[Entries from a pointing dataset]
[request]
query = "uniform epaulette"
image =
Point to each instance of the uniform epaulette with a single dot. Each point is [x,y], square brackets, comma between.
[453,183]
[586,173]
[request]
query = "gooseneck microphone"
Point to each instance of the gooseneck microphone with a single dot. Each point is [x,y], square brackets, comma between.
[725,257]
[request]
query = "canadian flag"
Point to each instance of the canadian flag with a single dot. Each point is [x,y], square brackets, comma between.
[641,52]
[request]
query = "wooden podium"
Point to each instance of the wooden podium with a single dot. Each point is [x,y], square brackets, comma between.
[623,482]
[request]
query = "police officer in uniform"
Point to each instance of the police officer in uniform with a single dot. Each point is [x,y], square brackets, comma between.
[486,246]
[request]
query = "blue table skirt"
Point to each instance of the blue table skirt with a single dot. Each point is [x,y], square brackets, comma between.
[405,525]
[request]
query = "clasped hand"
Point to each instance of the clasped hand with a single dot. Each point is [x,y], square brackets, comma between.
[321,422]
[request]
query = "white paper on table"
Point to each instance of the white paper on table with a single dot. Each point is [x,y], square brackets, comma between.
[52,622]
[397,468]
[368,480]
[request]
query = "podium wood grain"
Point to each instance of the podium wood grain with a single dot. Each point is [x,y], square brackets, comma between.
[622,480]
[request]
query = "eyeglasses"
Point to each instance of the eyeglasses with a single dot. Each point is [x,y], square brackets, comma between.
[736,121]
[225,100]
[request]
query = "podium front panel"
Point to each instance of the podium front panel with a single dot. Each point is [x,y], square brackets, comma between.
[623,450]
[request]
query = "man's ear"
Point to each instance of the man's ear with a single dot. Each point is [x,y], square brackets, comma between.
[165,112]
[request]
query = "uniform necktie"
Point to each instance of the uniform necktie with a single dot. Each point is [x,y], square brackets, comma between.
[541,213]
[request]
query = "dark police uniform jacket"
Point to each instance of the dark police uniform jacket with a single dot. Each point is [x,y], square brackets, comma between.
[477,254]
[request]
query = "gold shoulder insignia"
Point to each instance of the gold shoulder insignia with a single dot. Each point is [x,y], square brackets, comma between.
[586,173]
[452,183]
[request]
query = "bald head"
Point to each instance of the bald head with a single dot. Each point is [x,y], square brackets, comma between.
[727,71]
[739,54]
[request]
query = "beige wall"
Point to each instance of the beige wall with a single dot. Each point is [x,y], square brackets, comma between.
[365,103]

#### TASK PROMPT
Write out the data again, exactly and in full.

#### RESPONSE TO THE EXERCISE
[request]
query = "uniform epaulette"
image =
Point to each instance of the uniform epaulette with a single dot. Each point is [x,y], square brackets, comma between.
[453,183]
[586,173]
[request]
query = "gooseneck microphone"
Point to each instance of the gooseneck microphone with a single dot. Each point is [x,y], square brackets, comma between.
[725,257]
[request]
query = "canadian flag"
Point to each instance of the canadian flag with a single dot. Each point is [x,y], square brackets, comma between.
[641,52]
[request]
query = "wooden podium"
Point to each instance of the wooden podium with a single dot. Each point is [x,y], square brackets, comma between.
[623,482]
[request]
query = "police officer in uniform"
Point to each instance of the police officer in uniform with a single dot. Each point is [x,y], square brackets, comma between.
[486,246]
[request]
query = "blue table skirt"
Point to each instance of the blue table skirt with a single dot. Each point is [x,y], square brackets, comma between.
[405,525]
[request]
query = "clasped hand"
Point to each instance of the clasped hand with a single dot. Each point is [x,y], square brackets, comma between.
[321,422]
[request]
query = "white paper on table"
Point to each instance of the white paper on table with a single dot. Each point is [x,y], square brackets, comma between.
[52,622]
[397,468]
[368,480]
[request]
query = "podium wood grain"
Point to each instance of the podium wood grain with a single dot. Each point is [x,y], square brackets, comma between.
[622,480]
[request]
query = "eyeglasses"
Point to each instance of the eyeglasses with a single dot. Each point is [x,y], square brackets, comma between.
[736,121]
[225,100]
[request]
query = "podium front panel"
Point to each instance of the podium front panel with a single dot. Each point is [x,y], square brackets, comma between.
[623,450]
[request]
query = "man's ear"
Point to each instance of the man's ear with a single dot. Each point is [x,y], square brackets, comma between.
[165,112]
[request]
query = "uniform necktie"
Point to each instance of the uniform necktie with a single dot. Each point is [x,y], square brackets, comma between.
[541,213]
[request]
query = "dark police uniform jacket"
Point to each instance of the dark police uniform jacket with a single dot. Each point is [x,y], square brackets, comma between.
[477,254]
[request]
query = "gold shoulder insignia"
Point to each instance of the gold shoulder insignia with a single dot. Each point is [x,y], square brackets, comma between.
[586,173]
[452,183]
[request]
query = "bald head"
Point to each instance of the bald head with a single dot. Each point is [x,y], square brackets, comma between.
[727,71]
[739,54]
[request]
query = "beige wall"
Point to each instance of the beige wall with a single dot. Each point is [x,y], square brackets, comma between.
[365,103]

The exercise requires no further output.